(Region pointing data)

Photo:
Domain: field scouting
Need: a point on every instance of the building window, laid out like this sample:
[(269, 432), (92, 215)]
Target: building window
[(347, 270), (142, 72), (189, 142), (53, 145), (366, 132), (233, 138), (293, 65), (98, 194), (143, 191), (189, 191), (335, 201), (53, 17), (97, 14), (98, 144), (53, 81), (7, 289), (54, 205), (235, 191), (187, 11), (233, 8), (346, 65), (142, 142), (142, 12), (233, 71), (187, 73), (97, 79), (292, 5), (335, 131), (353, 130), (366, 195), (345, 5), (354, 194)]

◆ WHAT THIS TASK INVOLVES: Would you please copy out every line of the data exactly?

◆ PROBLEM SOLUTION:
Photo:
Domain: field scouting
Need: a point on every instance of the building window, laid out like this sample:
[(269, 432), (92, 215)]
Target: building window
[(347, 270), (142, 72), (189, 142), (53, 145), (366, 132), (233, 138), (293, 65), (98, 194), (143, 191), (189, 191), (335, 201), (53, 17), (97, 14), (98, 144), (53, 81), (7, 289), (54, 205), (235, 191), (187, 11), (233, 8), (346, 65), (142, 142), (142, 12), (233, 71), (187, 73), (97, 79), (292, 5), (335, 131), (353, 130), (366, 195), (345, 5), (354, 194)]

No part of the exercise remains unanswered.